REQUIREMENT
Copy out every line of the material below without changing anything.

===============

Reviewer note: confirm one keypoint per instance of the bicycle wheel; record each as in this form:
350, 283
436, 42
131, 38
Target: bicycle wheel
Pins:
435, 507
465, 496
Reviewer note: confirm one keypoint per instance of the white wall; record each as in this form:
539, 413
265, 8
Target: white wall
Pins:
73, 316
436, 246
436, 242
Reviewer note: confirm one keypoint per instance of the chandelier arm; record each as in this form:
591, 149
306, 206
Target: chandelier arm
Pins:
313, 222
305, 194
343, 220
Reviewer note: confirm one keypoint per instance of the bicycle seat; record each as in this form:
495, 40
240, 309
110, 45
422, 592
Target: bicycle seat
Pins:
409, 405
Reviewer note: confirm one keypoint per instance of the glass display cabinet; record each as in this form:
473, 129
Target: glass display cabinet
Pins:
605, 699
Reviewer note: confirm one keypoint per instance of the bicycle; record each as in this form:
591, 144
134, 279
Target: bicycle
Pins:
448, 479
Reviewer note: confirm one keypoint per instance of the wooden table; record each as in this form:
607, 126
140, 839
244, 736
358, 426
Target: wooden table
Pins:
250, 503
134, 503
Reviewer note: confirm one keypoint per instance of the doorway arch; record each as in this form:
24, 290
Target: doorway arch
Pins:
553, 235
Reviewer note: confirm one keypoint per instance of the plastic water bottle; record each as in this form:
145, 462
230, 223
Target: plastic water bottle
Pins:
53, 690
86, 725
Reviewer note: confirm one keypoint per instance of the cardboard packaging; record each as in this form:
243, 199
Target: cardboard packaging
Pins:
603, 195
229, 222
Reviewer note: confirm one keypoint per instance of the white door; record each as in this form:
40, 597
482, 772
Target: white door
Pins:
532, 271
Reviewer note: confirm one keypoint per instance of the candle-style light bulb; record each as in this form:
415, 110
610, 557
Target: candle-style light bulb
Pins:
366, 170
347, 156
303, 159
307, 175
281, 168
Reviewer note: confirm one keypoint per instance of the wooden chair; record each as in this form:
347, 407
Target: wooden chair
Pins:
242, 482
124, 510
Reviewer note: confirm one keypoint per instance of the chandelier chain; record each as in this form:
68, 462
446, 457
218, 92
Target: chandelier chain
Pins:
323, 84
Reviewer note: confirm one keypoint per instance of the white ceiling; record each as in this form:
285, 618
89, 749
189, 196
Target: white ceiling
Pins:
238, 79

===============

EXPECTED ANSWER
Reviewer note: confirm one keypoint per instance of the bicycle wheel; record each as in this form:
350, 283
436, 42
131, 38
Target: bicycle wheel
Pins:
435, 507
465, 496
Reviewer note: confirm one keypoint per instance of the white wall; record each as in this form:
539, 413
265, 8
Target: white wall
Pins:
73, 316
436, 246
436, 242
Reviewer note: confirm one keypoint per instance of the chandelier arm; record each as in this form:
591, 149
306, 206
Target: chandelier arm
Pins:
313, 222
305, 194
343, 220
Reviewer note: confirm one keypoint per instance of the bicycle seat; record each as in this form:
495, 40
240, 309
110, 45
422, 592
Target: bicycle seat
Pins:
409, 405
Reviewer note: confirm one keypoint per instance of the glass display cabinet; record each as in this form:
473, 129
Target: glass display cabinet
Pins:
605, 699
Reviewer note: confirm one keypoint per instance of the bicycle; record each as in this form:
591, 144
134, 279
Target: bicycle
Pins:
448, 479
Reviewer note: confirm one keypoint per instance of the wooden table; record each as in this form:
607, 126
140, 839
244, 736
358, 426
Target: wooden table
Pins:
250, 503
134, 503
Reviewer note: confirm one keypoint per instance of the doorway arch; record each as in this form:
24, 290
Target: doorway arch
Pins:
553, 235
Reviewer note: confirm one keypoint per instance of the plastic water bottle; record each as in this form:
145, 462
230, 223
Target: plastic water bottle
Pins:
53, 690
86, 725
Reviewer note: confirm one keypoint per instance of the cardboard packaging; record each as in this form:
243, 199
Target: cardboard packaging
Pins:
603, 195
229, 222
Reviewer note: confirm one keypoint per instance of the white door; record each as in this form:
40, 597
482, 772
Target: white door
Pins:
532, 271
Reviewer note: confirm one keypoint per instance of the candle-style light bulb; record each as in this form:
415, 110
610, 557
Target: candle-style light bulb
Pins:
366, 170
347, 156
303, 159
307, 175
281, 168
Reviewer note: confirm one keypoint per instance of the wooden chair; record each as in this form:
347, 407
Target: wooden chair
Pins:
242, 482
124, 510
Reviewer note: confirm one keypoint per instance of the chandelier chain; record each as in this form:
68, 462
446, 457
218, 92
Target: chandelier chain
Pins:
323, 84
Reviewer note: confirm one keypoint per instance of the white ceiling; record each as in this form:
285, 618
89, 749
189, 196
Target: white ceiling
Pins:
238, 79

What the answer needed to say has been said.